PROBLEM STATEMENT: Return each line of the listing below, unchanged, and omit the images.
BEGIN RECORDS PROVIDED
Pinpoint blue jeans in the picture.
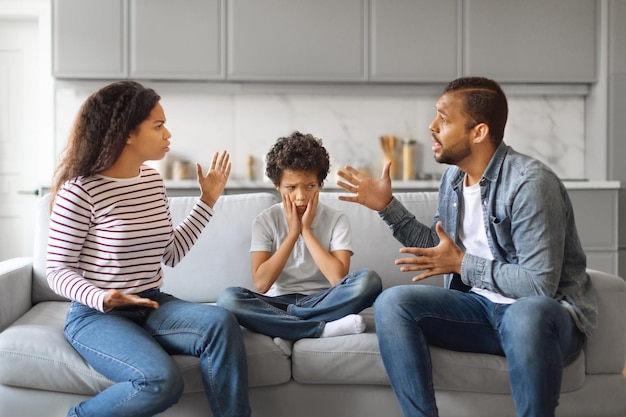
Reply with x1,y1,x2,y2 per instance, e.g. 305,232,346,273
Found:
374,285,585,417
217,269,382,340
64,289,250,417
END RECORDS PROVIDED
RESPONSE FOR THIS EXERCISE:
Pinpoint blue jeans in the picture.
Reply with x1,y1,x2,y2 per instance, e.g. 305,232,346,273
Found:
374,285,585,417
217,269,382,340
64,289,250,417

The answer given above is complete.